DOKUMENTTEXT:
Aus Anlaß des Rekurses der Antragsgegner hob das Rekursgericht den erstgerichtlichen Sachbeschluß sowie das diesem vorangegangene Verfahren als nichtig auf und verwies die Rechtssache mit dem Auftrag an das Erstgericht zurück, über den bei der Schlichtungsstelle am 6.5.1986 eingelangten Schriftsatz das gesetzmäßige streitige Verfahren einzuleiten. Es sprach aus, daß der von der Abänderung betroffene Wert des Beschwerdegegenstandes 15.000 S, nicht aber 300.000 S übersteigt und der Revisionsrekurs an den Obersten Gerichtshof zulässig sei. Das Rekursgericht führte aus:
Gemäß § 40 a JN sei die Frage, in welchem Verfahren eine Rechtssache zu behandeln und zu erledigen ist, nicht nach der Bezeichnung durch die Partei, sondern nach dem Inhalt des Begehrens und des Vorbringens der Partei zu beurteilen. Hiebei sei das außerstreitige Verfahren nur dann als zulässige Verfahrensart anzusehen, wenn eine gesetzliche Verweisungsnorm das gestellte Begehren im Zusammenhalt mit dem erstatteten Vorbringen dem außerstreitigen Verfahren zuordne. Nun verweise § 37 Abs 1 Z 8 MRG wohl "Angelegenheiten" der Angemessenheit des vereinbarten oder begehrten Hauptmietzinses in das Außerstreitverfahren; die Zitierung der Bestimmungen der § 12 Abs 3 und 4, §§ 16, 43, 44 und 46 MRG in § 37 Abs 1 Z 8 MRG lasse jedoch erkennen, daß sich die Prüfung der Zulässigkeit des vereinbarten oder begehrten Hauptmietzinses im Außerstreitverfahren auf die dort angeführten Kriterien, also auf die Einhaltung der zwingenden gesetzlichen Bestimmungen über die Mietzinsbildung, zu beschränken habe. Hänge die Feststellung der Höhe des Hauptmietzinses von anderen Fragen - wie etwa von der Erfüllung der allgemeinen bürgerlich-rechtlichen Voraussetzungen für das Zustandekommen oder Weiterbestehen einer gültigen Vereinbarung - ab, dann habe die Entscheidung nicht im Außerstreitverfahren nach § 37 MRG, sondern im Rechtsweg zu erfolgen. Die Frage, ob der Mietzins einer Parteienvereinbarung entspricht, ob diese nach den allgemeinen Rechtsvorschriften wirksam zustandegekommen ist oder angefochten werden kann, müsse daher ebenso im streitigen Verfahren geklärt werden wie die hier schon nach dem Inhalt des an die Schlichtungsstelle gerichteten Antrages als streiterheblich erkennbare Frage, ob die Aufkündigung der zwischen den Streitteilen abgeschlossenen Vereinbarung durch die Mieterin wirksam gewesen sei. Hänge doch diese Frage allein von der Auslegung der zwischen den Streitteilen geschlossenen Vereinbarung ab, ohne daß die Frage der Einhaltung zwingender gesetzlicher Bestimmungen über die Mietzinsbildung für den vorliegenden Streit von Bedeutung wäre.

ARBEITSAUFTRAG:
Welchen Auftrag erteilte das Rekursgericht laut Dokumenttext dem Erstgericht, als es die Rechtssache zurückverwies?

ANGEZEIGTE ZEILEN:
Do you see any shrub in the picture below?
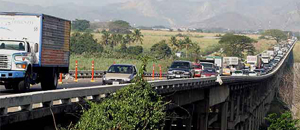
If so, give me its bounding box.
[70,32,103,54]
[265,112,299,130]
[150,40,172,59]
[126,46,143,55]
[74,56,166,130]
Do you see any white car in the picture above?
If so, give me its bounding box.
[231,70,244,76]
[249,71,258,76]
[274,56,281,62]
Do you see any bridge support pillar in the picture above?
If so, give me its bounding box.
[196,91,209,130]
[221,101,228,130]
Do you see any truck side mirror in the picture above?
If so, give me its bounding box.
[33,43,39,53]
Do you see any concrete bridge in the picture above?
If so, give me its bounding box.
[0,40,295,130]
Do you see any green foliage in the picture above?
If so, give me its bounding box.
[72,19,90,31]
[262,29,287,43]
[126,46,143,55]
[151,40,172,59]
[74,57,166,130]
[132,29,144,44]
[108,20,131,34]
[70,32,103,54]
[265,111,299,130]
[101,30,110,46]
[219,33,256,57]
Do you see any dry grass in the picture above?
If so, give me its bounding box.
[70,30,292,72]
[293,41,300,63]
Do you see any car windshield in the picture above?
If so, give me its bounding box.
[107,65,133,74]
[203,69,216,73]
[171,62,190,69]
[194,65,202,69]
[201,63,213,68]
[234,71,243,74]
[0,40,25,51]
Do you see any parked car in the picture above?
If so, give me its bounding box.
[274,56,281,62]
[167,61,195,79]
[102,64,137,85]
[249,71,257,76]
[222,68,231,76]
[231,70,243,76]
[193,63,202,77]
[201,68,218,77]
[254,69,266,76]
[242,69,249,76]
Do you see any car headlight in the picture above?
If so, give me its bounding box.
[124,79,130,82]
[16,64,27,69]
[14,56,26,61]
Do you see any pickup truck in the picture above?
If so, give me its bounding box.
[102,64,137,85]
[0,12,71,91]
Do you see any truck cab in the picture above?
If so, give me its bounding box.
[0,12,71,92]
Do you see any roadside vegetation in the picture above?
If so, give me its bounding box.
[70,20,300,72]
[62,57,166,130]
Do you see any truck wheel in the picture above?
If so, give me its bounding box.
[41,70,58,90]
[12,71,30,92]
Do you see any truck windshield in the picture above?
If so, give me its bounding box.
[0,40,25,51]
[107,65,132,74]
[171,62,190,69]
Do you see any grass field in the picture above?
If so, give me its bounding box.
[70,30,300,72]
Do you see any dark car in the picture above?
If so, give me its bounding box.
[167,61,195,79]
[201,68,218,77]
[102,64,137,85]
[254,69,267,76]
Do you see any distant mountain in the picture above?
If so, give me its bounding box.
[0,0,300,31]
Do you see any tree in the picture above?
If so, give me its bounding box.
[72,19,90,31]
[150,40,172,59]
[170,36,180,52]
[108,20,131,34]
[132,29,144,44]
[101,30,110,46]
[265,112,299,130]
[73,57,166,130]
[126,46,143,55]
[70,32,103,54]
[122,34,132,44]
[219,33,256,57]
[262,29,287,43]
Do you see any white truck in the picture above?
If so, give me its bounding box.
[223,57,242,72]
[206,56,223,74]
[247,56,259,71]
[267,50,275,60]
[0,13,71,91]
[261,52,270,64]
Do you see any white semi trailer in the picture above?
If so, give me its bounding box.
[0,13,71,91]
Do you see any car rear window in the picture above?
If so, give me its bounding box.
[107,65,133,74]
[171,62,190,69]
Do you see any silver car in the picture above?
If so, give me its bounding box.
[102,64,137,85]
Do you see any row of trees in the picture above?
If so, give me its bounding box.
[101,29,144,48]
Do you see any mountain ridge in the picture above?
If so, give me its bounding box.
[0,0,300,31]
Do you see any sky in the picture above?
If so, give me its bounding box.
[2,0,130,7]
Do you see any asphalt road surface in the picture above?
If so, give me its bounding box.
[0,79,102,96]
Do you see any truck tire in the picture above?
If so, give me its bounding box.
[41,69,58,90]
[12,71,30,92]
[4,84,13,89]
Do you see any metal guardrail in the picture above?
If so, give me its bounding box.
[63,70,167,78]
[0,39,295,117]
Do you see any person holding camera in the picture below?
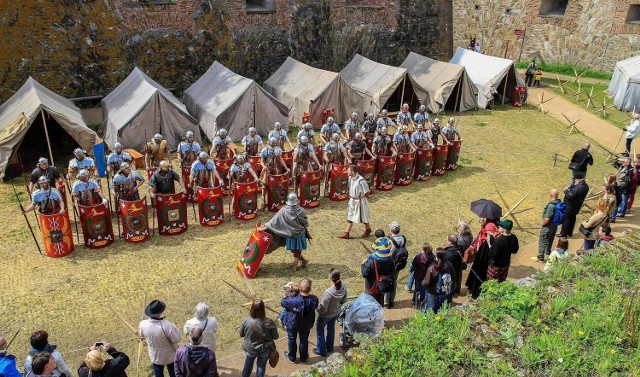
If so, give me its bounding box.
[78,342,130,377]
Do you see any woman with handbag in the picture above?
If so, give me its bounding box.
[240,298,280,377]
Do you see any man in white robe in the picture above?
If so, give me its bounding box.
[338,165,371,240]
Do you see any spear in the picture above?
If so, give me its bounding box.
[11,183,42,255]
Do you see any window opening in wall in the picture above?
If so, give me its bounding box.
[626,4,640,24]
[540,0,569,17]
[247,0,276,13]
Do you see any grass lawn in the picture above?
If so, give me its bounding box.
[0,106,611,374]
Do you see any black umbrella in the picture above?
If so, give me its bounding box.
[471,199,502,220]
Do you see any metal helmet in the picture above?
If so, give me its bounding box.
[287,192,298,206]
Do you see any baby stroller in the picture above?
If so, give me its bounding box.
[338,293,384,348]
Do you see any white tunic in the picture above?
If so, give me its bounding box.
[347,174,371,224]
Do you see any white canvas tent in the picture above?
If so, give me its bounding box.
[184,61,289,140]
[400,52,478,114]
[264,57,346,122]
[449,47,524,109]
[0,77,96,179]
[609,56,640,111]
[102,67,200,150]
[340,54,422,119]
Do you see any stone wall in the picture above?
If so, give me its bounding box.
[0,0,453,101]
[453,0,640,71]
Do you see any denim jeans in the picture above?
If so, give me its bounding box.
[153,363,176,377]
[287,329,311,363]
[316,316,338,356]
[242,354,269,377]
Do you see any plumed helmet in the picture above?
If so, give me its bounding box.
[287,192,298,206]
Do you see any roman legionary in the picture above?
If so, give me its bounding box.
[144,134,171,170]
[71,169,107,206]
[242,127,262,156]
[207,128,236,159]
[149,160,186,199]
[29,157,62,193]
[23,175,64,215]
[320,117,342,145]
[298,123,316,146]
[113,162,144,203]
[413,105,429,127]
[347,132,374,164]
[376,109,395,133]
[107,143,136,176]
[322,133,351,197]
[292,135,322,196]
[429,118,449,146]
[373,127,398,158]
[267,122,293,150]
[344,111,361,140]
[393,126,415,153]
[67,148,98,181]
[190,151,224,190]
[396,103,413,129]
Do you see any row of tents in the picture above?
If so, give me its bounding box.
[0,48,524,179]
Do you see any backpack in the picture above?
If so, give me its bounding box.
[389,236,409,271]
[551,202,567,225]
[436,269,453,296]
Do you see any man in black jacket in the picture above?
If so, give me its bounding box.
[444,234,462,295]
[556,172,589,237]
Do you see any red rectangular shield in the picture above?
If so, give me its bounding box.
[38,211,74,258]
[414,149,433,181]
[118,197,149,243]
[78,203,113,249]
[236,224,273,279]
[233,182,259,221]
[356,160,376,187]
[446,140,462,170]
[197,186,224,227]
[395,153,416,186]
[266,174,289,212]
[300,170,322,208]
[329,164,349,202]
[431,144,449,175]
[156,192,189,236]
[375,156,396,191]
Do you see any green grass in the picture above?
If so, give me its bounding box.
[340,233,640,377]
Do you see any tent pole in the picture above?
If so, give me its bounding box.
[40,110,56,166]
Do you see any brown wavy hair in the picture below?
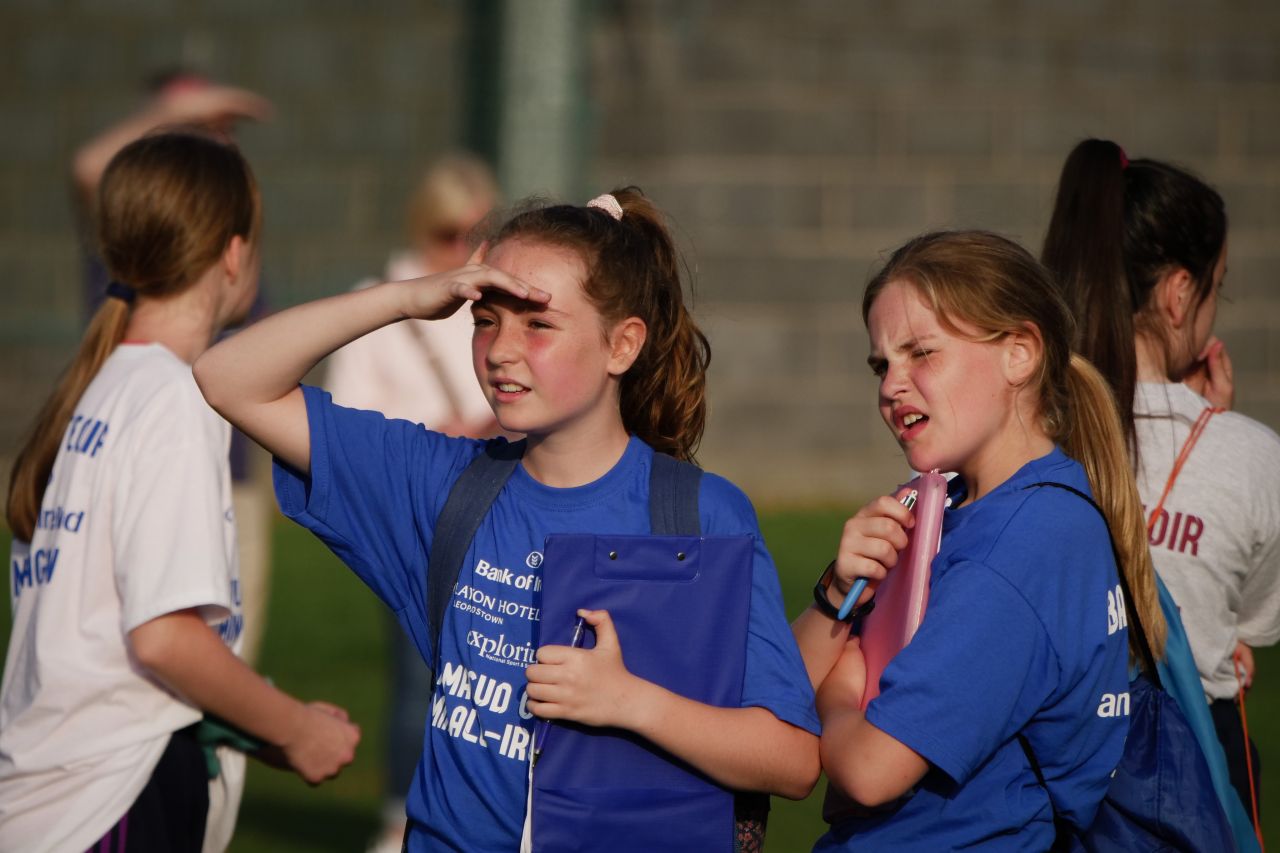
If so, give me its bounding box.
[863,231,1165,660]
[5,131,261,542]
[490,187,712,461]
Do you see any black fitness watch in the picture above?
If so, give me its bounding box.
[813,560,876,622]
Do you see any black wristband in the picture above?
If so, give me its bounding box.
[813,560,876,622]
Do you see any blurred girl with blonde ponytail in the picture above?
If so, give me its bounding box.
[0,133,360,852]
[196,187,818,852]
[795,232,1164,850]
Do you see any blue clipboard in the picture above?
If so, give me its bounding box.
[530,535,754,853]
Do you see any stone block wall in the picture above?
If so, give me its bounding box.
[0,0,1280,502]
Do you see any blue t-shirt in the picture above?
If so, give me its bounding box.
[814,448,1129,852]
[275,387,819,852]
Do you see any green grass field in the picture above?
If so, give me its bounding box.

ERGEBNIS DER AUFGABE:
Das Erstgericht sollte über den am 6.5.1986 bei der Schlichtungsstelle eingelangten Schriftsatz das gesetzmäßige streitige Verfahren einleiten.